## WHAT YOU HAVE TO DO
Below, in the items, take the stretch that opens with the line containing "of the foliage" and closes with the line containing "Query: foliage", both lines included, and format it as a numbered list with blank lines left out.

## DATA FOR PROCESSING
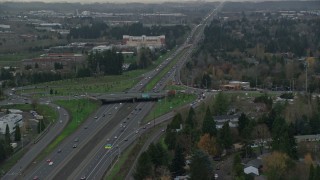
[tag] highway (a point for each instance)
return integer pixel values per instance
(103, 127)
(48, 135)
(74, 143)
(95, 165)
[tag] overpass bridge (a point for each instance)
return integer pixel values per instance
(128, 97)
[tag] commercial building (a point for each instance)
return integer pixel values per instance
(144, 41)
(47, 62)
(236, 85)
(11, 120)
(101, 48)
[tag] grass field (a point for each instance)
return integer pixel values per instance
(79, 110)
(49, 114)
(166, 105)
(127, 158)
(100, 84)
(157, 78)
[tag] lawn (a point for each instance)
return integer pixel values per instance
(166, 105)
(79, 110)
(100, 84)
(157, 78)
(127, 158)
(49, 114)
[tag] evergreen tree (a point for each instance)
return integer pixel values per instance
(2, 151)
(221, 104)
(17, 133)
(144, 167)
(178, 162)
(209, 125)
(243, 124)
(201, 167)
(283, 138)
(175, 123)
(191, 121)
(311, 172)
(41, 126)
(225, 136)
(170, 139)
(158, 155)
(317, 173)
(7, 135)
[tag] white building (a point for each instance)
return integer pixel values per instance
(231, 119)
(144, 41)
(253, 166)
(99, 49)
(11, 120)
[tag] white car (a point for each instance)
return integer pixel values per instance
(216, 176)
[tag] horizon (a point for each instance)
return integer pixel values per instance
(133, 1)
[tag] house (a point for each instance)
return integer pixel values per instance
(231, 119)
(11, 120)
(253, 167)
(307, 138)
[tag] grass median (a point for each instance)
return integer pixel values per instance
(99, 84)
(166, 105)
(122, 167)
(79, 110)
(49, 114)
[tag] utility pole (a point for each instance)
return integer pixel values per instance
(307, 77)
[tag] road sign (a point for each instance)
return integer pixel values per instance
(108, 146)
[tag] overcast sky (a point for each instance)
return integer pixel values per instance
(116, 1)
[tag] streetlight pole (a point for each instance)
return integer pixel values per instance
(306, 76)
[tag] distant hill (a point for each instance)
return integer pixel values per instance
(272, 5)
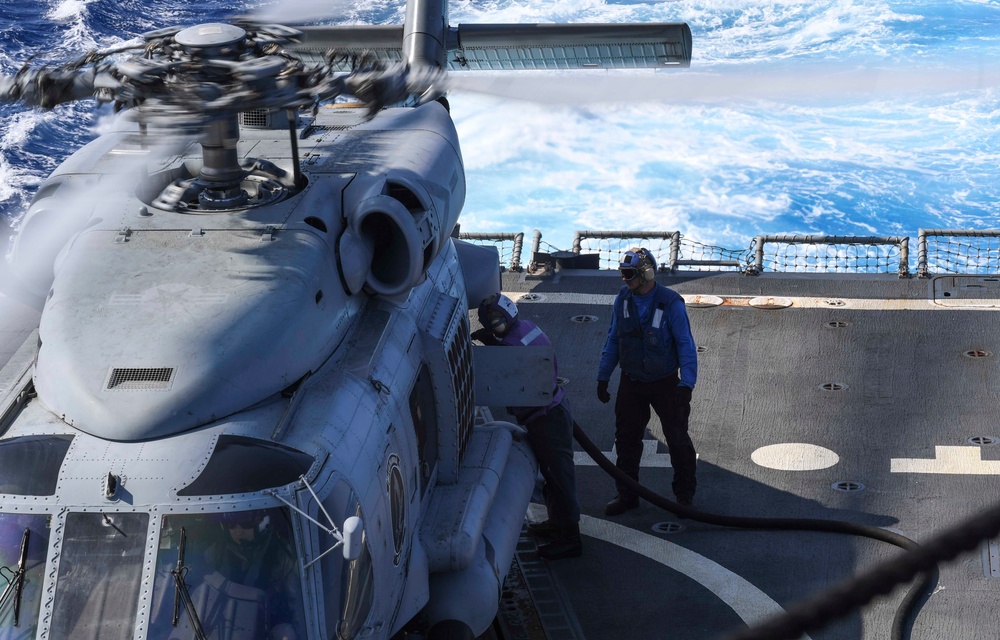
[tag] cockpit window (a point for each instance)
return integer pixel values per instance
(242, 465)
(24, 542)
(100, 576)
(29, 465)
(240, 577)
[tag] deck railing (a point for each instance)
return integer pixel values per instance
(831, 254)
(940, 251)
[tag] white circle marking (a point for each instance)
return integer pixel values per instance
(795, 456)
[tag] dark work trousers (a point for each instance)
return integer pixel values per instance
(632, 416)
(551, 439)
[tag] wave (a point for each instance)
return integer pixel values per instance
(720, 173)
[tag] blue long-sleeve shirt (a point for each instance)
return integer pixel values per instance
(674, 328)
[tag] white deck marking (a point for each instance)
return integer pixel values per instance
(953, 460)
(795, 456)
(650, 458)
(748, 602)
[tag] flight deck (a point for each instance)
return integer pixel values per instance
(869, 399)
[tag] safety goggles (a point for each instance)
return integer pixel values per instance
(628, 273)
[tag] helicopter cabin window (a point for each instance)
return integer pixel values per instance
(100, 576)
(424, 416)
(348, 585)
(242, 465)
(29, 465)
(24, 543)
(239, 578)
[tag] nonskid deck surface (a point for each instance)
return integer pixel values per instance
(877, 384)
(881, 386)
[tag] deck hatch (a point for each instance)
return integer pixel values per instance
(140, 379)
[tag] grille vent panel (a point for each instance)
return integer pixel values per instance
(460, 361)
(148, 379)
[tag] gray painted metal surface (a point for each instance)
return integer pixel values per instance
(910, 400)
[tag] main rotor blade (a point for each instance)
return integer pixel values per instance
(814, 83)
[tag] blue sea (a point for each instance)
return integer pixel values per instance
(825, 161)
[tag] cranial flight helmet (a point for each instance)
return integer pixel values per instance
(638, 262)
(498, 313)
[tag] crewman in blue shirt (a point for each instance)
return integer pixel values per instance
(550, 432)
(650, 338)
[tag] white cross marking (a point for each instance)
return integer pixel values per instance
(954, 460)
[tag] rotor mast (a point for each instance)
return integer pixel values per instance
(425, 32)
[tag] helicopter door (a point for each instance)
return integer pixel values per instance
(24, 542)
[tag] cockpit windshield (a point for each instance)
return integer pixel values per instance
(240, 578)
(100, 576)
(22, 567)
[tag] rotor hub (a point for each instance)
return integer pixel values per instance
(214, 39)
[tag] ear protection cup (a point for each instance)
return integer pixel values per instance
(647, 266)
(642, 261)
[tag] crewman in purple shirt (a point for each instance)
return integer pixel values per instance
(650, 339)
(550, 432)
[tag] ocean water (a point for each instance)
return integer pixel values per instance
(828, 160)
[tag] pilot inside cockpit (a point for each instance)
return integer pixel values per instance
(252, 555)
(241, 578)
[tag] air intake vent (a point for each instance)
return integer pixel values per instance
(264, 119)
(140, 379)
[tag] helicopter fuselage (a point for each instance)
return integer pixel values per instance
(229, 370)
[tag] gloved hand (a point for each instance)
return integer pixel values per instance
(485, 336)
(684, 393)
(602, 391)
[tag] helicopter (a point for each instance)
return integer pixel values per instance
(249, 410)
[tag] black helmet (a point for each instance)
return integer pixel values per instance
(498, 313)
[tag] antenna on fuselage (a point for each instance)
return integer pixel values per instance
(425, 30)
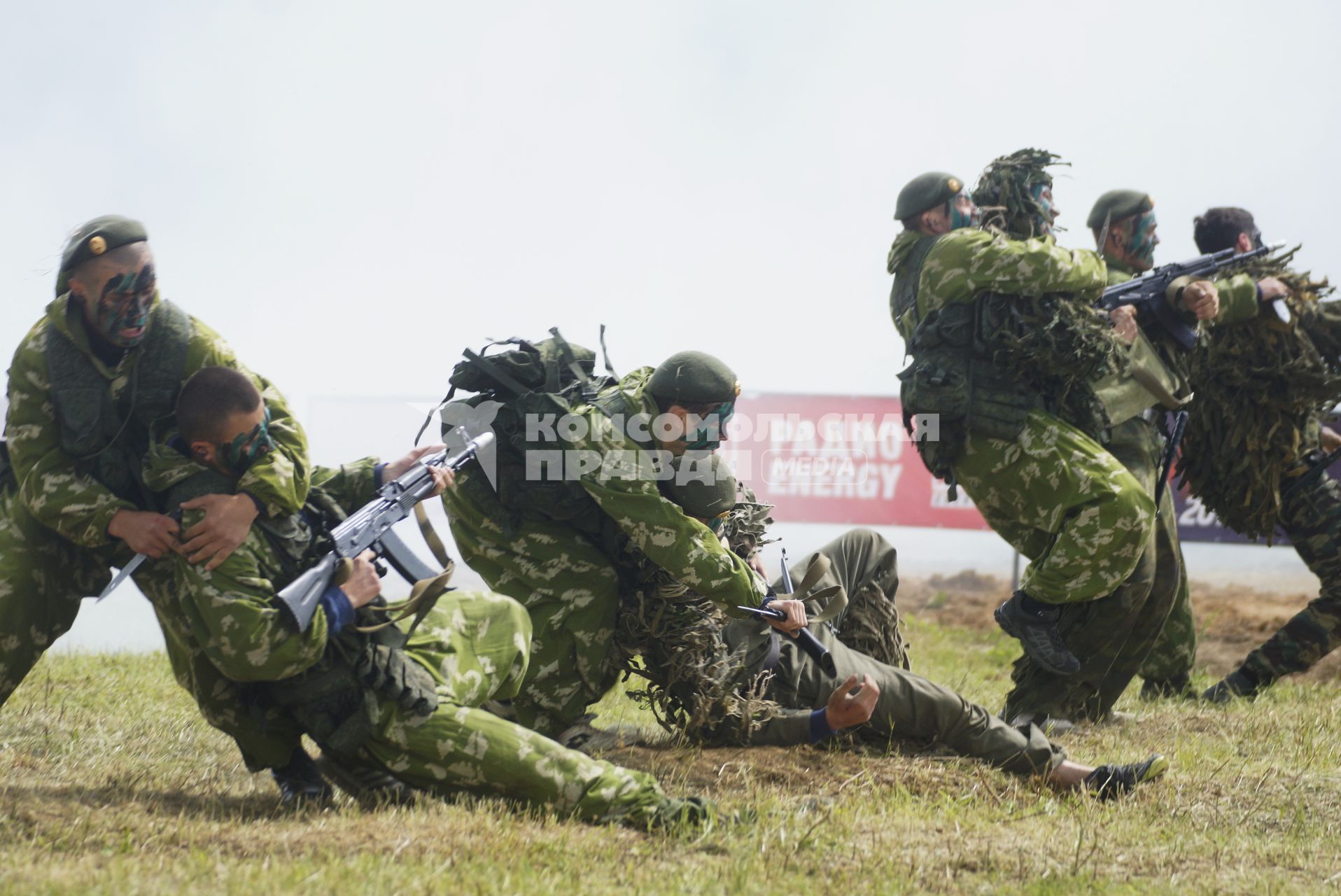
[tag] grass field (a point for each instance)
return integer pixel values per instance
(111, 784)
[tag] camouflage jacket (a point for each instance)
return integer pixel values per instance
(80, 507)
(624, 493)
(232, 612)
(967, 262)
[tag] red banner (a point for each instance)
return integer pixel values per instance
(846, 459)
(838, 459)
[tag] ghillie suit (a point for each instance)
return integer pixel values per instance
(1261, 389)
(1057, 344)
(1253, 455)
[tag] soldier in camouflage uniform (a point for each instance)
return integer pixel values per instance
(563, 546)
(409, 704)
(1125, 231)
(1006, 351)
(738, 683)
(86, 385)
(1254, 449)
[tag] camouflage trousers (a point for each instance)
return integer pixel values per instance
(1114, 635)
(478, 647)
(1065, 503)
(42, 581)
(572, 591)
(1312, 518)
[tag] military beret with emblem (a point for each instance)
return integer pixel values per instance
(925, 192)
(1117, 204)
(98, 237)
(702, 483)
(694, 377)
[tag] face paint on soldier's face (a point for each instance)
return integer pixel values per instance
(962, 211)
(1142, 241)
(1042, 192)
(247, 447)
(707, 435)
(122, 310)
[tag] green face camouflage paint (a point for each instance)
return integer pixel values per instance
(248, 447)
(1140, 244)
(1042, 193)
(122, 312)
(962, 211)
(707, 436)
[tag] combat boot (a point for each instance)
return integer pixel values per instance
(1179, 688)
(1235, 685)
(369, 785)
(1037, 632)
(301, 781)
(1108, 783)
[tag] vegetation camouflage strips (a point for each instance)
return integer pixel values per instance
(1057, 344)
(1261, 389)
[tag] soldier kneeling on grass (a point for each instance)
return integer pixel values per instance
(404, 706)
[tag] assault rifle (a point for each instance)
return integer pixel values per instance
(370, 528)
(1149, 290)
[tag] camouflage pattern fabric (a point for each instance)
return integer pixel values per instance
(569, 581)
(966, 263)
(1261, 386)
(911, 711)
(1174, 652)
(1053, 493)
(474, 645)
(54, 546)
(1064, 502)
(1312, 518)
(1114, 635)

--

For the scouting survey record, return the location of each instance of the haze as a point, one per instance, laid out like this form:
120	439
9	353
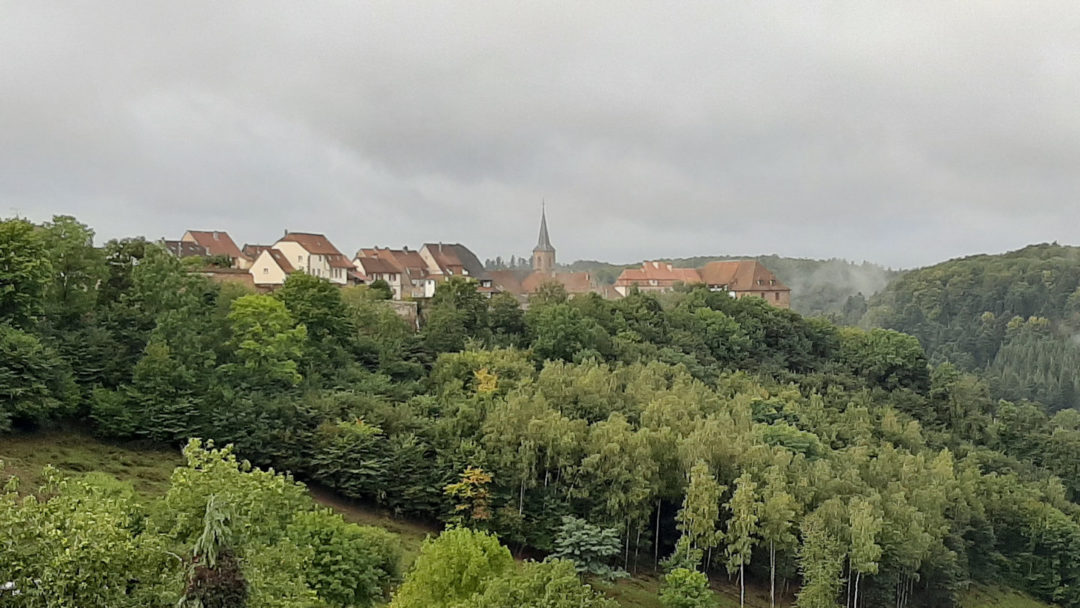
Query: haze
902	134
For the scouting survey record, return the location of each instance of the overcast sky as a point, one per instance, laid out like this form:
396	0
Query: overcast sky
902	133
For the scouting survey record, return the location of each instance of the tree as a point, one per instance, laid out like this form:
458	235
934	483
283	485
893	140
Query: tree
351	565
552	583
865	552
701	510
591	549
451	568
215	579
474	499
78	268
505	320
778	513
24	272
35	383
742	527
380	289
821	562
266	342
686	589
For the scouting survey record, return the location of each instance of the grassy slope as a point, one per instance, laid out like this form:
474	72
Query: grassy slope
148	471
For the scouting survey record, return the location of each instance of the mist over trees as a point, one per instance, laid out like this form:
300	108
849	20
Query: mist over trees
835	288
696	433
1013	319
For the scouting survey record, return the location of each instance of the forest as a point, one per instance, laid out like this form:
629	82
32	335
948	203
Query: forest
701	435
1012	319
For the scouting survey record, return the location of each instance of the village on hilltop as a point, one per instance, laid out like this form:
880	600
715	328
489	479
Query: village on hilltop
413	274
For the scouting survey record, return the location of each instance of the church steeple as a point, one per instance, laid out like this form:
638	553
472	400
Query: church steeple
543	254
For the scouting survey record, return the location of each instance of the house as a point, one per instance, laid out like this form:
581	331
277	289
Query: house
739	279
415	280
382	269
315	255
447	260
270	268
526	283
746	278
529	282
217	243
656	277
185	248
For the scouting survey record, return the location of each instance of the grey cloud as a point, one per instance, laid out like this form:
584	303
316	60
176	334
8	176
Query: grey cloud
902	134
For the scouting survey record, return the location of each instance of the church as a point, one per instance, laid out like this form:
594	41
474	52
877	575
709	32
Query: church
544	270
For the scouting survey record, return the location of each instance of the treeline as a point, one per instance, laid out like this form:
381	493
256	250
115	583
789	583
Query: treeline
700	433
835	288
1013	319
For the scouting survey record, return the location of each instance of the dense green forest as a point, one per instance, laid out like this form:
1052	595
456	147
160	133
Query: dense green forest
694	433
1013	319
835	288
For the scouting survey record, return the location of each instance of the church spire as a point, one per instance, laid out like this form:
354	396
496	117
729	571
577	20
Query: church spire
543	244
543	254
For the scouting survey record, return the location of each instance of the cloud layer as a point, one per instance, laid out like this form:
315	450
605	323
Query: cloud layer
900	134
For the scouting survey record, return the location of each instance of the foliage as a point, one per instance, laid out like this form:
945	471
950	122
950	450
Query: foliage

## SOLUTION BELOW
1. For the scouting survey record, return the location of each instance of the foliage as a point, one per instance, laid out like this form:
2. 945	471
3. 950	122
4. 950	450
5. Query: foliage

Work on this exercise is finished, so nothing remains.